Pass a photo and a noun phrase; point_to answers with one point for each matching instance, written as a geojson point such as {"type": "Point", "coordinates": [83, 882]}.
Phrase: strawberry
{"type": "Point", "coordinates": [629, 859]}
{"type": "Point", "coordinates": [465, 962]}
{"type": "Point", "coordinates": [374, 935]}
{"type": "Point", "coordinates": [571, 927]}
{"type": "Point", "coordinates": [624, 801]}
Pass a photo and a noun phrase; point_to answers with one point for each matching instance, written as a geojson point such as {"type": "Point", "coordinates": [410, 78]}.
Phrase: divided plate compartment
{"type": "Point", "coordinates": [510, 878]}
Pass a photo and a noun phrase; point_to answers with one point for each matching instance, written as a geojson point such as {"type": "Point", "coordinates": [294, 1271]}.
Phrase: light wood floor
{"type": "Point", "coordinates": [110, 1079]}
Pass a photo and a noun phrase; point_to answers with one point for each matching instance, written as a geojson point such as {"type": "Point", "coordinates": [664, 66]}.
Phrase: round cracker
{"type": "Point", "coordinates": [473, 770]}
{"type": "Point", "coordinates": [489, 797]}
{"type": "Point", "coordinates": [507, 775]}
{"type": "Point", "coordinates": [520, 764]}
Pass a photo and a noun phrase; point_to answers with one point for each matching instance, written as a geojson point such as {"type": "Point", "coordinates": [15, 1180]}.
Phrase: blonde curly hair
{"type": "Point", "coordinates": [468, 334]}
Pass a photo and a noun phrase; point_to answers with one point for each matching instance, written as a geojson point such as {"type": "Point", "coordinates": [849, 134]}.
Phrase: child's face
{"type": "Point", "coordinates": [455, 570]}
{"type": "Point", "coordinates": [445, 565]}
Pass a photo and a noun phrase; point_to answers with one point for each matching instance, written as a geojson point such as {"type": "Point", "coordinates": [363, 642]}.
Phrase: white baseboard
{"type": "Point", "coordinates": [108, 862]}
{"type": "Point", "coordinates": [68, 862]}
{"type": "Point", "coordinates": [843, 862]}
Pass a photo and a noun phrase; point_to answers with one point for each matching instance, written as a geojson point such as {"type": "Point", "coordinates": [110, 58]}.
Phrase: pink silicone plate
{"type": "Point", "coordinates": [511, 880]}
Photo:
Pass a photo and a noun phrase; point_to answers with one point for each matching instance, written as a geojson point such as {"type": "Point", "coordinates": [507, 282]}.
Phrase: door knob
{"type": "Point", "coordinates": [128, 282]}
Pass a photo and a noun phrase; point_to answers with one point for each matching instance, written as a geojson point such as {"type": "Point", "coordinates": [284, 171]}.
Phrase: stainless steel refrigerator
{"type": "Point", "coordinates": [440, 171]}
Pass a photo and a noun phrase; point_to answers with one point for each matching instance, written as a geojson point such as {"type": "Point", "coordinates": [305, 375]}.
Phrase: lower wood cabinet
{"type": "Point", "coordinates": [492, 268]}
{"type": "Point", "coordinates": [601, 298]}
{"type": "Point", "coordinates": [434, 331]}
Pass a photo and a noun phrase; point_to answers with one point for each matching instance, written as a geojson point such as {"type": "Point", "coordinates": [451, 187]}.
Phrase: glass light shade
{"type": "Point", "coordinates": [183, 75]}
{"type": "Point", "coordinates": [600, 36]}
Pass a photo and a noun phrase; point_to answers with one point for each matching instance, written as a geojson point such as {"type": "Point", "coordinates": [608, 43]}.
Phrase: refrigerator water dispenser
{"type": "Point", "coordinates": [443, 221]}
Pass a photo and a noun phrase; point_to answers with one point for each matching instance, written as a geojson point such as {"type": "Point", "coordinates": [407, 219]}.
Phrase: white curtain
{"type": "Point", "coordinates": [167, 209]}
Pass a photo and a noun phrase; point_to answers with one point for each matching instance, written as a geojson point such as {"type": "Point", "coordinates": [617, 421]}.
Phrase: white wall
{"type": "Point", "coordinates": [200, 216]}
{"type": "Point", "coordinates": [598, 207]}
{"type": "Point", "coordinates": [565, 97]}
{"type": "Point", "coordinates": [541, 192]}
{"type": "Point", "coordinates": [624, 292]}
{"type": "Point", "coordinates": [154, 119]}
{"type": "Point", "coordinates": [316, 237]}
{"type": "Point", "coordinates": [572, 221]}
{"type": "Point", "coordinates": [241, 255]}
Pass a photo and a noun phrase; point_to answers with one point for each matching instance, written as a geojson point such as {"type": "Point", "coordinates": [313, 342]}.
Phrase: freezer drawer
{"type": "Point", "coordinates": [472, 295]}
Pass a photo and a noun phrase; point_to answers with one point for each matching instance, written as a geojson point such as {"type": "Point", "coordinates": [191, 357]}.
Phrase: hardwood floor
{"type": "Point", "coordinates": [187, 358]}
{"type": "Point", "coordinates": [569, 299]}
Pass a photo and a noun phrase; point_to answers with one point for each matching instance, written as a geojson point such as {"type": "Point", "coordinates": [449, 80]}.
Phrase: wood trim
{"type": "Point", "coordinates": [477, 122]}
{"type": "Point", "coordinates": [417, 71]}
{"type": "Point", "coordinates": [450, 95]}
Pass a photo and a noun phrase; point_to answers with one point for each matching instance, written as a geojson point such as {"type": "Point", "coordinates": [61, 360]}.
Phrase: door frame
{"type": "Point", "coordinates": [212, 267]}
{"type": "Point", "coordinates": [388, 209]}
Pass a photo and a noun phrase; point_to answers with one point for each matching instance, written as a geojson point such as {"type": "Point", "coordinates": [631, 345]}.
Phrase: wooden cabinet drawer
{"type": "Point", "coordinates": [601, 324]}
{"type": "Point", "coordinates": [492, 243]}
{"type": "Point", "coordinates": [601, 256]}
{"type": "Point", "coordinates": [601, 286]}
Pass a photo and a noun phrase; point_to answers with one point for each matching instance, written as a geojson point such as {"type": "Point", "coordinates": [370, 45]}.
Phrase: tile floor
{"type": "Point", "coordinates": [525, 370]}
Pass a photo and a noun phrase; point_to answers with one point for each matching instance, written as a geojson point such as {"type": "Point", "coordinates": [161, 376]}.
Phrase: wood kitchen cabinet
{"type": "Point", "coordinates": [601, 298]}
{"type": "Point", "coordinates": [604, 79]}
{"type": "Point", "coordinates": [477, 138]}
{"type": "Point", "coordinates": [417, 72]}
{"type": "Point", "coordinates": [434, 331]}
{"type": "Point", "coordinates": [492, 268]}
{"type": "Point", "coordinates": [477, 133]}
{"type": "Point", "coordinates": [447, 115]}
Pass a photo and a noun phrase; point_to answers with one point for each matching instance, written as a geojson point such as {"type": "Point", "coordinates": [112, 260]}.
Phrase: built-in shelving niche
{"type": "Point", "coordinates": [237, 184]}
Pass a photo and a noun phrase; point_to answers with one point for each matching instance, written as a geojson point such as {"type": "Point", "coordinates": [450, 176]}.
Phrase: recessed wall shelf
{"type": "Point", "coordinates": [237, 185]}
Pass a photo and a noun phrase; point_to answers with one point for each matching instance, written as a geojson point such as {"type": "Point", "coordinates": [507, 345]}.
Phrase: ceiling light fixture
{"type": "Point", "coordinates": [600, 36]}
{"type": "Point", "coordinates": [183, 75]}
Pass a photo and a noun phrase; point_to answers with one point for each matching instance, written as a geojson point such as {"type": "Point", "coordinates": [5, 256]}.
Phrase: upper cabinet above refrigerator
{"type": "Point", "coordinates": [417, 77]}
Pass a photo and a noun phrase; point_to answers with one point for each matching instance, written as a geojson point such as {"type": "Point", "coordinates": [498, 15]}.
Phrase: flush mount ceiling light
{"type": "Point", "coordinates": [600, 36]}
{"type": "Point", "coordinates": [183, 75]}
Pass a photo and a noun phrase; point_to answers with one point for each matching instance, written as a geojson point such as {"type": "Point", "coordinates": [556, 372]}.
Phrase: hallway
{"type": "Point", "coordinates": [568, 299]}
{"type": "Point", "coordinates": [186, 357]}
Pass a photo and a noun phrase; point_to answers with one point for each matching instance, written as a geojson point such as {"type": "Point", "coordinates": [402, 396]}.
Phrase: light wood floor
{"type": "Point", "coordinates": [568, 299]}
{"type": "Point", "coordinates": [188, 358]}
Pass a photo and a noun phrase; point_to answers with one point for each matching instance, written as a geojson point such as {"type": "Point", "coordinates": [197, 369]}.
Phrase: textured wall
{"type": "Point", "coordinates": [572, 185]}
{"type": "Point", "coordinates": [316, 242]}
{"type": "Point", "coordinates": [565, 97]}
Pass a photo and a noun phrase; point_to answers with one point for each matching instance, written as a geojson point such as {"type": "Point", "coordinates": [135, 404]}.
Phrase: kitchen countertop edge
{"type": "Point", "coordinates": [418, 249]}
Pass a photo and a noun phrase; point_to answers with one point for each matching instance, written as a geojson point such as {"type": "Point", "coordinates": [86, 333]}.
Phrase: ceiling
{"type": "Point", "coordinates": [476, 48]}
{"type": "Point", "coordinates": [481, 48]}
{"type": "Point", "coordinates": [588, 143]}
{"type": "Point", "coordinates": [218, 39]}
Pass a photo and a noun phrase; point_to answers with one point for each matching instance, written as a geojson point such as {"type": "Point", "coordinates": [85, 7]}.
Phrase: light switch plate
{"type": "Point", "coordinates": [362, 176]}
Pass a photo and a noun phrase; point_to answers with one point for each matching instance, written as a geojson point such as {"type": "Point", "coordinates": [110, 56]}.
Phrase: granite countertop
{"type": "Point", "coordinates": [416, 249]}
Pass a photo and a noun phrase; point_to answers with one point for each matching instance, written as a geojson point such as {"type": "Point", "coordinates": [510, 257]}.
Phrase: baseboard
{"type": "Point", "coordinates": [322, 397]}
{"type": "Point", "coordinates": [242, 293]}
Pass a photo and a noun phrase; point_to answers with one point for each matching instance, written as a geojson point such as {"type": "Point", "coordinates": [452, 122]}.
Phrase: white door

....

◆ 課題の指示
上のリストから、「kitchen」という語を含む行をすべて抜き出しなさい。

◆ この問題の解答
Phrase: wood kitchen cabinet
Phrase: kitchen countertop edge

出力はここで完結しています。